>> Start Supplied material

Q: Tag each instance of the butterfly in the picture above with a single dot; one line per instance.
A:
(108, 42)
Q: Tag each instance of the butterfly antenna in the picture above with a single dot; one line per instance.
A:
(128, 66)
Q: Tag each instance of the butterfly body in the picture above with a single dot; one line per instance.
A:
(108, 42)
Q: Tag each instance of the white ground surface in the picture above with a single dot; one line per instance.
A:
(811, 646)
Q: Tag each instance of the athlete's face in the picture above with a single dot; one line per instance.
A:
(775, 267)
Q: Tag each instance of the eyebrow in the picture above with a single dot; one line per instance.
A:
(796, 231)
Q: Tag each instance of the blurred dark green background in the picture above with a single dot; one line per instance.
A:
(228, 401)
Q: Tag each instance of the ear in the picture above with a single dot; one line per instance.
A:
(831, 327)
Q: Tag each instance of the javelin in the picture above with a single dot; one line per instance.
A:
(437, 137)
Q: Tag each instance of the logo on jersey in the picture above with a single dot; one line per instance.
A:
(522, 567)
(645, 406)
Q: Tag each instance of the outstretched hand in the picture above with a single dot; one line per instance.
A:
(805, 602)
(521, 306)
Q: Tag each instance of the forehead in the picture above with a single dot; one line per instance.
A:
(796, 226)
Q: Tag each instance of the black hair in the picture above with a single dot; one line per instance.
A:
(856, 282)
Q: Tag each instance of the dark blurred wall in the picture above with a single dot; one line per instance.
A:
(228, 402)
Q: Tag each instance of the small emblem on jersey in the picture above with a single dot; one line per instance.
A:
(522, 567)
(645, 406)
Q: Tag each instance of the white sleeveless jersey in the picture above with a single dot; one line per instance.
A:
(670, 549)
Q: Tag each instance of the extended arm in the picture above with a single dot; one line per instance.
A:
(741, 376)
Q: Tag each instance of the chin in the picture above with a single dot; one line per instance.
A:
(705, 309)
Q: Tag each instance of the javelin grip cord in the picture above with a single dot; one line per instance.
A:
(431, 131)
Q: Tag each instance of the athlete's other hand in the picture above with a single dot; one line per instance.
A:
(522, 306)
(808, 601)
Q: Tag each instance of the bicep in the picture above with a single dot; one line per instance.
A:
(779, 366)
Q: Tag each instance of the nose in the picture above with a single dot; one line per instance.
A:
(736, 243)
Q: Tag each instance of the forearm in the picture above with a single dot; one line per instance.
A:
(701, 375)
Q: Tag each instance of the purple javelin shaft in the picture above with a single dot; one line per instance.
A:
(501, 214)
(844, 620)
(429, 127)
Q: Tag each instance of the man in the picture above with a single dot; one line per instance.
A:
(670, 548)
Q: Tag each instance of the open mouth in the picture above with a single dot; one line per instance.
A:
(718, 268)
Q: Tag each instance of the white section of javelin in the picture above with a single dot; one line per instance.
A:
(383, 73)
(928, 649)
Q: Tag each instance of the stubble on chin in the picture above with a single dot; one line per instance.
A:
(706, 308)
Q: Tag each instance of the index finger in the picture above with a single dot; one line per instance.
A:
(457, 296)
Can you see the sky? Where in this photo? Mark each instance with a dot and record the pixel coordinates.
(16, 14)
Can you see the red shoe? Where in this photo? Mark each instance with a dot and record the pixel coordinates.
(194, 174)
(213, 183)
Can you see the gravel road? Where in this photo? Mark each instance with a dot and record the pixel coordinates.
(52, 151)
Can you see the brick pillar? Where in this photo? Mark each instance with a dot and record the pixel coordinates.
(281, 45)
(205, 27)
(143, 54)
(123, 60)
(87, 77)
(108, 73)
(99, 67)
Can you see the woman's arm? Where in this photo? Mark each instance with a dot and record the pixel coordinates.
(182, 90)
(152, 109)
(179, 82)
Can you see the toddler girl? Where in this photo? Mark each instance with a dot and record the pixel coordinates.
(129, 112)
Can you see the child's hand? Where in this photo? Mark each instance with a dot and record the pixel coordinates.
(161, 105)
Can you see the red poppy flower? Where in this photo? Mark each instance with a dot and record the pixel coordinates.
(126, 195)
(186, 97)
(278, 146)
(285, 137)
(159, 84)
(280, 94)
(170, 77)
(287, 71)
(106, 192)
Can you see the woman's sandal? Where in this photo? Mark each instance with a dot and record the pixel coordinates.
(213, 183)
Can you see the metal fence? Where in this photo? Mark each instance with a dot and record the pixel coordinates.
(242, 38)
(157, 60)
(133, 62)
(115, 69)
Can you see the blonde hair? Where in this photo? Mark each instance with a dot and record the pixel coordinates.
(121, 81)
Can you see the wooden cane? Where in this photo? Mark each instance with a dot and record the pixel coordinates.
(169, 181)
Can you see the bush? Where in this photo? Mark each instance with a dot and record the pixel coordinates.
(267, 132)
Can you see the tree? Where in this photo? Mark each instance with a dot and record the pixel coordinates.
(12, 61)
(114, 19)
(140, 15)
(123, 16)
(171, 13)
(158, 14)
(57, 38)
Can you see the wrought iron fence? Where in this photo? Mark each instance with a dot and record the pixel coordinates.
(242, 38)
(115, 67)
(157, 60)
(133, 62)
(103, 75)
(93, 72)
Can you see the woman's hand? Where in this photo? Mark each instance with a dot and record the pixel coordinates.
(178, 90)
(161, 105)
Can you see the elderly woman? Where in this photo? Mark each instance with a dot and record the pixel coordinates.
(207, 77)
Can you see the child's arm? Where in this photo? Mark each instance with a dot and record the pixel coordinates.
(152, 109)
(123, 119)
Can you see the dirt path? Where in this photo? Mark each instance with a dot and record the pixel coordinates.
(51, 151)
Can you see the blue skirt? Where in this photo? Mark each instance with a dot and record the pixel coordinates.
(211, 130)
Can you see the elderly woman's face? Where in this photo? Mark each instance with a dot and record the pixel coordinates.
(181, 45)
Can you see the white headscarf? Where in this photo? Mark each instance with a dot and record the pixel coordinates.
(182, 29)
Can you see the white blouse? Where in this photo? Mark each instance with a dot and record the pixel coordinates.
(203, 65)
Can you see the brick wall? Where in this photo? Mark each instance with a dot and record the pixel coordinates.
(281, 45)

>> End Supplied material
>> Start Supplied material

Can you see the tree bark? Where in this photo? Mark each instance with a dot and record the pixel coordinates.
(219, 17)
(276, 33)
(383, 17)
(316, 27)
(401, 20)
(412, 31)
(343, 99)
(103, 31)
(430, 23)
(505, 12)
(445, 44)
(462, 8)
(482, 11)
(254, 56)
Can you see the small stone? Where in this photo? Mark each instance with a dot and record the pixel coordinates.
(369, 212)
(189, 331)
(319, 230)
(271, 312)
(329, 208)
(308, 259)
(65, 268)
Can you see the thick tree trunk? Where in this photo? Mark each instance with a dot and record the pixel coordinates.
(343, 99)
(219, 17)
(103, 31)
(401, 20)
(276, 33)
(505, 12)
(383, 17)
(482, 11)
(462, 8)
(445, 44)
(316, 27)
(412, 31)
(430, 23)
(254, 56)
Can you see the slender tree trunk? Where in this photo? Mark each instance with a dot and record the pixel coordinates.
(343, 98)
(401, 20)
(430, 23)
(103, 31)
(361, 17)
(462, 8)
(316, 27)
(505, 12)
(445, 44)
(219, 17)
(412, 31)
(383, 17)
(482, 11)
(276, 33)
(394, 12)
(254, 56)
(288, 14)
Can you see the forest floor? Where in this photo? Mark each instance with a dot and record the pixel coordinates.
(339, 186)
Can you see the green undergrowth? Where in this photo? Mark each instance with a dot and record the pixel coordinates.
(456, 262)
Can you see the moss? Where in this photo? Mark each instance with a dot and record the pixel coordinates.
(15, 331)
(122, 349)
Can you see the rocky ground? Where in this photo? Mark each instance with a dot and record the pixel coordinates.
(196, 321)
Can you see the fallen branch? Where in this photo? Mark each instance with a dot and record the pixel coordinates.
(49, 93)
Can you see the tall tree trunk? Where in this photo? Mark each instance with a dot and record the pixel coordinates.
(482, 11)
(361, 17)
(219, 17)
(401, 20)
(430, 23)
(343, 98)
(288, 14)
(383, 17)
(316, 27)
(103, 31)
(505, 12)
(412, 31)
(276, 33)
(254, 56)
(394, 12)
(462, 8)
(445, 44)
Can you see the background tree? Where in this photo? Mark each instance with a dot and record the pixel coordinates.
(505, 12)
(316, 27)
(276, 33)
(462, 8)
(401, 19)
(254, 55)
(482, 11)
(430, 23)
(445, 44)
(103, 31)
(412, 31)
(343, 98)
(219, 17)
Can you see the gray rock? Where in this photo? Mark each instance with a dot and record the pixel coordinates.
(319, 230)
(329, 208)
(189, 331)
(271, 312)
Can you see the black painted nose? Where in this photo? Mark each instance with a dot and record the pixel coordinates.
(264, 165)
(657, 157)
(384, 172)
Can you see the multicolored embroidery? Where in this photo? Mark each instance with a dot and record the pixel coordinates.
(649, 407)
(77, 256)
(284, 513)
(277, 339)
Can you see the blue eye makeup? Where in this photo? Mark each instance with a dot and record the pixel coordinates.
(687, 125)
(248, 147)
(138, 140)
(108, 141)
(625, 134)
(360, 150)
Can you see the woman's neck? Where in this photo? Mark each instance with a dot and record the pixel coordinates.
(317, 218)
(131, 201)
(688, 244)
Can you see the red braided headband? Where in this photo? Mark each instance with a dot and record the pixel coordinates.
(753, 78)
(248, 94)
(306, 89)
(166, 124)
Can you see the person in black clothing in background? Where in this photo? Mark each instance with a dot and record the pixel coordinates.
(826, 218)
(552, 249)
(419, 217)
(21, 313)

>> End Supplied material

Pick out every line in the material above that contains the word "blue" and copy each of those lines.

Worked solution
Can you see the blue skirt? Where in this photo? Mark each instance with a dot and record the pixel coordinates.
Can you see the blue eye makeup? Where in this photo? Mark each instance with a dot and record the pixel coordinates.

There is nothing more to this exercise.